Aufgaben:
1. Prüfe, ob die folgenden Aussagen mit dem Text über die Schlägerei am Everest übereinstimmen: (a) Das Unternehmen von Russell Brice hat achtzehn kommerzielle Everest-Expeditionen durchgeführt. (b) Alle Expeditionen dieses Unternehmens starteten von der Südseite aus. (c) Ueli Steck hielt den Zwischenfall im Lager II für ein einmaliges Ereignis. Antworte jeweils mit Ja oder Nein und zitiere die entscheidenden Worte des Textes.
2. Gib den Abschnitt aus dem Text über die Schlägerei am Everest wörtlich wieder, beginnend bei „Russell Brice im“ und endend bei „ungerecht behandelt fühlen.“.

Textausschnitt:
============================================================

Russell Brice im Gespräch mit Ed Douglas
Schlägerei am Everest: Die Geschichte aus der Sicht der Sherpas
Während der Everest wieder für ein Jahr aus den Schlagzeilen verschwindet, ziehen Expeditionsveranstalter nach der Auseinandersetzung zwischen westlichen Bergsteigern und Sherpas im Lager II Bilanz. Der Zwischenfall hat ein großes Medienecho ausgelöst. Der erfahrene Expeditionsausrüster Russell Brice berichtet Ed Douglas im folgenden Exklusivinterview, welche Wirkung dieser Vorfall auf die Sherpa-Community hatte und weshalb sie sich ungerecht behandelt fühlen.
Ueli Stecks Warnung war deutlich.
Nachdem er im Lager II einer Horde aufgebrachter Sherpas entkommen und dann vom Berg geflüchtet war, zeigte er sich entschlossen, der ganzen Welt zu erzählen, was ihm am Everest passiert war: »Das war kein einmaliger Vorfall. Für kommerzielle Expeditionen wird es in Zukunft ein großes Problem darstellen, und vielleicht wird nächstes Mal jemand getötet werden. Die Anspannung ist deutlich zu spüren. Everest-Besteigungen sind inzwischen ein so großes Geschäft, es geht dabei um sehr viel Geld, und die Sherpas sind nicht dumm. Sie erkennen das und wollen das Management am Berg übernehmen und die Westler rausschmeißen.«
Steck wird vielleicht nie mehr an den Everest zurückkehren, Russell Brice sehr wahrscheinlich schon. Sein Unternehmen »Himalayan Experience« hat gerade die achtzehnte kommerzielle Everest-Expedition durchgeführt; dreizehn über die Nordseite und, nach der Schließung der Grenze nach Tibet im Olympiajahr 2008, fünf von der Südseite aus.

============================================================

Auszüge aus einem Datensatz zur Punktbeschriftung
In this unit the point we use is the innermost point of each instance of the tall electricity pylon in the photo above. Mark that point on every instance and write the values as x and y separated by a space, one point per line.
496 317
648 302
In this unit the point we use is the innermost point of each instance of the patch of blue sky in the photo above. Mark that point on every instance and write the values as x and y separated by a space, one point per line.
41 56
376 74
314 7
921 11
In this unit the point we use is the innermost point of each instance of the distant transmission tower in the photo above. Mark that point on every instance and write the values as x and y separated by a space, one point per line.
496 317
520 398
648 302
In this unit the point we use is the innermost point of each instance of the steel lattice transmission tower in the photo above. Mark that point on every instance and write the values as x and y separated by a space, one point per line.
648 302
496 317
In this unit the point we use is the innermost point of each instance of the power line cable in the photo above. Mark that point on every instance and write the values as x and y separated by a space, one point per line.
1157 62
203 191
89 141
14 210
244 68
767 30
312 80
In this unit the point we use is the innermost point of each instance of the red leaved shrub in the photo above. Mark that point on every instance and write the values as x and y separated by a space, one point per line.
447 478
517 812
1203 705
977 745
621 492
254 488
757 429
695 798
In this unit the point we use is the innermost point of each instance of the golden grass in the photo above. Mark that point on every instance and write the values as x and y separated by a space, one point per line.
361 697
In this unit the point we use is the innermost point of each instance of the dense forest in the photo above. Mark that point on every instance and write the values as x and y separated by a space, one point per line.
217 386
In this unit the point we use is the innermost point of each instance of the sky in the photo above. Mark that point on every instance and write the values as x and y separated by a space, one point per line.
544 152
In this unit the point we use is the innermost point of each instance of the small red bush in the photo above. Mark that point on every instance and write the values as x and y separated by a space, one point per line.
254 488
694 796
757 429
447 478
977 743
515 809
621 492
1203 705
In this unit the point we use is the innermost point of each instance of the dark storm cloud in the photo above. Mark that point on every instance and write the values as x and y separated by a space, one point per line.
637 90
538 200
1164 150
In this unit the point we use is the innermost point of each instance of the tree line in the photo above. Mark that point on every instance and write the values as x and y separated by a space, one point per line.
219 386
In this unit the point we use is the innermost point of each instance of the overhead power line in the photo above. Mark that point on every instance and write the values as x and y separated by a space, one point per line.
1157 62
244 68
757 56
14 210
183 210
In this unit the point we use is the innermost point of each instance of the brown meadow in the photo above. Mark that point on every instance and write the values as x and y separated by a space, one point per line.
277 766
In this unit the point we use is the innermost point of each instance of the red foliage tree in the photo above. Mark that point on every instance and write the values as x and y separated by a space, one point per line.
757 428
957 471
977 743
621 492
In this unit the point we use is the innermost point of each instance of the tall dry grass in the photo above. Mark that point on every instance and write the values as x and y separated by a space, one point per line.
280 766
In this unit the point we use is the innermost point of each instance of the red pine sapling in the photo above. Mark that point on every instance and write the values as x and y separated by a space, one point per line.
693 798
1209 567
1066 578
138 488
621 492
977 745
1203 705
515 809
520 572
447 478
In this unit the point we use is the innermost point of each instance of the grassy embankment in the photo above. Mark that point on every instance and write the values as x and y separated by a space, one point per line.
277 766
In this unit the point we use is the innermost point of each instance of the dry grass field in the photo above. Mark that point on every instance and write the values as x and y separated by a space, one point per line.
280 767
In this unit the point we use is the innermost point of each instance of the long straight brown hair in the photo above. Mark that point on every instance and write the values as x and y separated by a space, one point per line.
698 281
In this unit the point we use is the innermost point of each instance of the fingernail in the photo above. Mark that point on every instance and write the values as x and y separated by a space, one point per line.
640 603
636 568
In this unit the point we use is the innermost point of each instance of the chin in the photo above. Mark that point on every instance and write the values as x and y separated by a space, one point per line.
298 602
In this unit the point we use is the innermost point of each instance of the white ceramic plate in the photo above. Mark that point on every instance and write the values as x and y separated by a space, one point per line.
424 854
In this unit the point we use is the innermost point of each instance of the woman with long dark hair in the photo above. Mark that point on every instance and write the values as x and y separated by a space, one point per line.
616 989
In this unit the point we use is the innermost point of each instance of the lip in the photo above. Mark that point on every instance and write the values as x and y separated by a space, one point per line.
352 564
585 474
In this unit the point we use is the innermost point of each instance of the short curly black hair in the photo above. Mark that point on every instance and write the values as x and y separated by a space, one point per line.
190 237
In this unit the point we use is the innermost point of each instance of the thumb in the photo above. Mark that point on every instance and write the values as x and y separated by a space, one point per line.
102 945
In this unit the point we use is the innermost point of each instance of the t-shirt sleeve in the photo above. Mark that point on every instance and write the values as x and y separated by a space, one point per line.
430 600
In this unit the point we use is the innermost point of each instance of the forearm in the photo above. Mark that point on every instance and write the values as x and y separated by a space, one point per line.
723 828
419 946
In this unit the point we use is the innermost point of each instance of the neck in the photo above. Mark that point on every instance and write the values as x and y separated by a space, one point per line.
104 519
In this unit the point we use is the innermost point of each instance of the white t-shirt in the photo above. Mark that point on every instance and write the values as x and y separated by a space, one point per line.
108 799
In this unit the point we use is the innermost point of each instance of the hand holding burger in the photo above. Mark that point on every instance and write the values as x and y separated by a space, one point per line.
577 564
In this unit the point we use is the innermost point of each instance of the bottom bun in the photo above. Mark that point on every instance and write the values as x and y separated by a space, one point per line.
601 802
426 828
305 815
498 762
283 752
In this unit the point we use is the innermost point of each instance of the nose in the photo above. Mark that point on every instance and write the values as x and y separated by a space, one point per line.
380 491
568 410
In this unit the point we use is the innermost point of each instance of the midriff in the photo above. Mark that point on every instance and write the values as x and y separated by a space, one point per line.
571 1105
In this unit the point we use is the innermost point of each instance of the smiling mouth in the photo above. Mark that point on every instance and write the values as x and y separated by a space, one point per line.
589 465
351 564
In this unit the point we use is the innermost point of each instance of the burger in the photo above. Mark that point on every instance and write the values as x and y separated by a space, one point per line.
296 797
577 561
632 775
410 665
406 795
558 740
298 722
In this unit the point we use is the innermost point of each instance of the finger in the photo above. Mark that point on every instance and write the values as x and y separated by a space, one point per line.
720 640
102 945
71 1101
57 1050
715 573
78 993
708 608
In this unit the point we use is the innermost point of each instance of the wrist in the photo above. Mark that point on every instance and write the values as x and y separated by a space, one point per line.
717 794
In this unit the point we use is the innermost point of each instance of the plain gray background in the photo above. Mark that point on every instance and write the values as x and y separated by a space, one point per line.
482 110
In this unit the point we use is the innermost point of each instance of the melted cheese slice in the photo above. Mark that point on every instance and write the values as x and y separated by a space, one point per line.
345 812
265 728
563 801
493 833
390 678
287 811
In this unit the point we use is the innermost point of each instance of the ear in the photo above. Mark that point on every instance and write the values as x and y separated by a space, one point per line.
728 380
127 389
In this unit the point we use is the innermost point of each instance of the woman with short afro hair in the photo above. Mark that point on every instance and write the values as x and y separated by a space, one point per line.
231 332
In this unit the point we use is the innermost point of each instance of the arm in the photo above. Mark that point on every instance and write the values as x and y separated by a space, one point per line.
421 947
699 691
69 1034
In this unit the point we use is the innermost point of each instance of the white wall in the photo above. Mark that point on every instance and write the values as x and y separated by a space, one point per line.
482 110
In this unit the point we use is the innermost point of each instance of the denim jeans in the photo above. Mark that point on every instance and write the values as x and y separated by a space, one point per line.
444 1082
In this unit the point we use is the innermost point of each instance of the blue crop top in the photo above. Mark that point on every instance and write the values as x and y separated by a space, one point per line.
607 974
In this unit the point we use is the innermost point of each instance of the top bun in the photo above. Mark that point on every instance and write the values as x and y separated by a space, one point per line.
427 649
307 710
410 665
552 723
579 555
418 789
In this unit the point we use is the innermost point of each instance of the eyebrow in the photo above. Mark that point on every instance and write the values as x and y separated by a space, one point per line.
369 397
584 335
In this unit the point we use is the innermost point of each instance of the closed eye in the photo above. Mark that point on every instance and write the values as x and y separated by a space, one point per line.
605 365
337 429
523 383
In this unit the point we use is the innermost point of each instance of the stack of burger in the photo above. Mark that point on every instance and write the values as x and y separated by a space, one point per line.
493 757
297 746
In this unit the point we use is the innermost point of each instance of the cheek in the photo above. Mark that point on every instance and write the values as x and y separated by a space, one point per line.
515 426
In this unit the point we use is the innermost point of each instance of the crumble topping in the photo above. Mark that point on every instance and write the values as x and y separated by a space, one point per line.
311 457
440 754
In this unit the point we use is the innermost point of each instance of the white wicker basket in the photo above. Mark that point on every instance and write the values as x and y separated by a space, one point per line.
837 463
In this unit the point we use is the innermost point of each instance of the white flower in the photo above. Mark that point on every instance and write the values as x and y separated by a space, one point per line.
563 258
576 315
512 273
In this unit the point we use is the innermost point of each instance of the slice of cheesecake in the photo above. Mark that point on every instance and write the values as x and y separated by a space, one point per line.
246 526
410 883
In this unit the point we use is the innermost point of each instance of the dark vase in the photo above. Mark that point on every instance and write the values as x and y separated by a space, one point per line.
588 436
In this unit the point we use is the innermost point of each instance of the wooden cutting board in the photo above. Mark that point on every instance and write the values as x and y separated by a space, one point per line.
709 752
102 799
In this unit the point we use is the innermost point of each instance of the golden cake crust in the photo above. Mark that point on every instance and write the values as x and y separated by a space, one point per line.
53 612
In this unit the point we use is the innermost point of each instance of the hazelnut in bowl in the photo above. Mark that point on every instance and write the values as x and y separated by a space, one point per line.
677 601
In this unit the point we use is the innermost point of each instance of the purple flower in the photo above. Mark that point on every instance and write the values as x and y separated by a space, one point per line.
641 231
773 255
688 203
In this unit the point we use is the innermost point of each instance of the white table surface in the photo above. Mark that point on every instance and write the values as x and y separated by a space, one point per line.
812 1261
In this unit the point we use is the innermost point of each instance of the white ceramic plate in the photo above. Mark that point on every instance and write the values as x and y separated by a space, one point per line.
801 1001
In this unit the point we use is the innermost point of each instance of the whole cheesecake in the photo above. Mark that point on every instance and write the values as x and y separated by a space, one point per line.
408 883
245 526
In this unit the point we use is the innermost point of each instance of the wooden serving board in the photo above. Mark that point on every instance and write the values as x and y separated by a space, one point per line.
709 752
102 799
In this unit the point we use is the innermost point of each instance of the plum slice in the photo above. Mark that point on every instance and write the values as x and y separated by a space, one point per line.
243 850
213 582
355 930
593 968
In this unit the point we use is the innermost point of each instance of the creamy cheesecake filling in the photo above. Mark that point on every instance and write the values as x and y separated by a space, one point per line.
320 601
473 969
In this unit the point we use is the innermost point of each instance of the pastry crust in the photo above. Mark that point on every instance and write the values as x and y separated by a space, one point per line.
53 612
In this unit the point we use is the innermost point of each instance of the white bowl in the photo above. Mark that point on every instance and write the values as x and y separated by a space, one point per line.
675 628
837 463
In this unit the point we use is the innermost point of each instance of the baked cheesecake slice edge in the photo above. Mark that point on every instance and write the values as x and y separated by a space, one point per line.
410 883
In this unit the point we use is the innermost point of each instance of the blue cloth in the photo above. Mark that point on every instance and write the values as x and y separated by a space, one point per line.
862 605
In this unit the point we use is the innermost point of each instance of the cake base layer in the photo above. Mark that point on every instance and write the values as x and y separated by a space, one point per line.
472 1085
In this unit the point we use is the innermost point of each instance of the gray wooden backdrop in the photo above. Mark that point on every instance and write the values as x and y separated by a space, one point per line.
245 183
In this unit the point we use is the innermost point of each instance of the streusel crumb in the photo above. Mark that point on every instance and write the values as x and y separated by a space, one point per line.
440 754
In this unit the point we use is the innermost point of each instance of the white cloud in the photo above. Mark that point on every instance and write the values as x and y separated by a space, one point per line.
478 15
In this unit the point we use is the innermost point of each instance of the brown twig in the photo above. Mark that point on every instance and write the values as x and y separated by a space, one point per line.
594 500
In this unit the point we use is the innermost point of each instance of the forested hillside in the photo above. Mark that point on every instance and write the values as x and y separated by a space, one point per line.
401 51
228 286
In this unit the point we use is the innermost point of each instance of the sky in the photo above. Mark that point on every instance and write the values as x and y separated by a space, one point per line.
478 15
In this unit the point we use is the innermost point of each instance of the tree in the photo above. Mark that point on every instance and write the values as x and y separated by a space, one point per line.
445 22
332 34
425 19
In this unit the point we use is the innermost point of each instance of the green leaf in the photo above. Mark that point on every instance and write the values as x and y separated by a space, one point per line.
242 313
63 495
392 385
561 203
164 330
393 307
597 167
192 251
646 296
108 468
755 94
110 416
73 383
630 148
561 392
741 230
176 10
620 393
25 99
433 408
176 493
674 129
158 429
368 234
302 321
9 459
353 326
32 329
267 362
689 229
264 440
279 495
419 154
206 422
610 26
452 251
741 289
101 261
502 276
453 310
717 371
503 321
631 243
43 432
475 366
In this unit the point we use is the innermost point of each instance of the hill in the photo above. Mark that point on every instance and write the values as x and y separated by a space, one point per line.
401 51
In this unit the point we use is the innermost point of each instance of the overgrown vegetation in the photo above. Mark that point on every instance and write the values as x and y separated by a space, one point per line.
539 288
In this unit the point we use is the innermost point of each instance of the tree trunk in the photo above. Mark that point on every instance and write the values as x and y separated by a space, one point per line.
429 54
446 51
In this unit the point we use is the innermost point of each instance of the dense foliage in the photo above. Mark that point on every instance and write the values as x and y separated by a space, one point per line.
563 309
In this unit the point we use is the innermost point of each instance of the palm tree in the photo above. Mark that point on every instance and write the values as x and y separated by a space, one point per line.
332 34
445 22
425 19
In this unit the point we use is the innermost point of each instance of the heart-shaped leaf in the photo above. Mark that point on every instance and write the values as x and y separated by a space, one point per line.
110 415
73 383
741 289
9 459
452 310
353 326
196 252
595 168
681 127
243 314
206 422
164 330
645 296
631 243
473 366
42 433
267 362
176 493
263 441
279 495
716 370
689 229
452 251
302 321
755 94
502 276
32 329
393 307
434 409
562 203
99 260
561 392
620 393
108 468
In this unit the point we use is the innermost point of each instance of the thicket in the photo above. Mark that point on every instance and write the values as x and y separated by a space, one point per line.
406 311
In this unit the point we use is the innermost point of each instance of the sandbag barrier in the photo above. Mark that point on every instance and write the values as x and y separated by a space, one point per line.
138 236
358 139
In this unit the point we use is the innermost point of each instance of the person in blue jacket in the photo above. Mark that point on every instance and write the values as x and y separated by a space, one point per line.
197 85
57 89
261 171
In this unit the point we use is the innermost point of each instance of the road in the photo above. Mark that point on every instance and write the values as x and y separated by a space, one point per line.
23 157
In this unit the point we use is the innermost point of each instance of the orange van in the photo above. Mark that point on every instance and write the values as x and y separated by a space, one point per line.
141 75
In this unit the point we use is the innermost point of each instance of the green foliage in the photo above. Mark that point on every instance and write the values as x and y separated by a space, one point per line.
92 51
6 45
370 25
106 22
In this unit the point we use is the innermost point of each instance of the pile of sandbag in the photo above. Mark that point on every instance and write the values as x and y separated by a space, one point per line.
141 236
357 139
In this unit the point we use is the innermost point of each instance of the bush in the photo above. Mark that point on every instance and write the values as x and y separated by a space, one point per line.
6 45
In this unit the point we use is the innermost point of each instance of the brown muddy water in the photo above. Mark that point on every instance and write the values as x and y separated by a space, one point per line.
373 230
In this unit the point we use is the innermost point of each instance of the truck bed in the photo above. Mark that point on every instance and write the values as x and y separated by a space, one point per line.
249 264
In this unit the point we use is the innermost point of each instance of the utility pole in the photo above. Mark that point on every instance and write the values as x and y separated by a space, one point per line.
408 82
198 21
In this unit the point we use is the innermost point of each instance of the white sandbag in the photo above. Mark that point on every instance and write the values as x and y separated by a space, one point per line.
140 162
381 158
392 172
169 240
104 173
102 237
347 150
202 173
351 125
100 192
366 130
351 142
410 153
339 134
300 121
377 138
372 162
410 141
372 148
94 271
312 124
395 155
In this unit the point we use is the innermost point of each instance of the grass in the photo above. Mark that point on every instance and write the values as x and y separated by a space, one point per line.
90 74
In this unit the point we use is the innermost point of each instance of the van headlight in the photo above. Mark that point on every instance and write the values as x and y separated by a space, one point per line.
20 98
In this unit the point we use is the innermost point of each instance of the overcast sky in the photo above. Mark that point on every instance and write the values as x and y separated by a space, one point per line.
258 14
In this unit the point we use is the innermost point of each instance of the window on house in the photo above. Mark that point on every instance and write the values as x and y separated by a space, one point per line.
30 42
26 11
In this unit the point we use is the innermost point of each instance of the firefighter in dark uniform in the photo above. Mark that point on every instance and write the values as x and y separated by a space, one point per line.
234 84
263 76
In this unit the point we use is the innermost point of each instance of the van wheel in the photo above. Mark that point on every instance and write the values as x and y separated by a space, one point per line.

============================================================

Lösungen:
1.
(a) Ja: „Sein Unternehmen »Himalayan Experience« hat gerade die achtzehnte kommerzielle Everest-Expedition durchgeführt“
(b) Nein: „dreizehn über die Nordseite und, nach der Schließung der Grenze nach Tibet im Olympiajahr 2008, fünf von der Südseite aus“
(c) Nein: „Das war kein einmaliger Vorfall.“

2.
Russell Brice im Gespräch mit Ed Douglas
Schlägerei am Everest: Die Geschichte aus der Sicht der Sherpas
Während der Everest wieder für ein Jahr aus den Schlagzeilen verschwindet, ziehen Expeditionsveranstalter nach der Auseinandersetzung zwischen westlichen Bergsteigern und Sherpas im Lager II Bilanz. Der Zwischenfall hat ein großes Medienecho ausgelöst. Der erfahrene Expeditionsausrüster Russell Brice berichtet Ed Douglas im folgenden Exklusivinterview, welche Wirkung dieser Vorfall auf die Sherpa-Community hatte und weshalb sie sich ungerecht behandelt fühlen.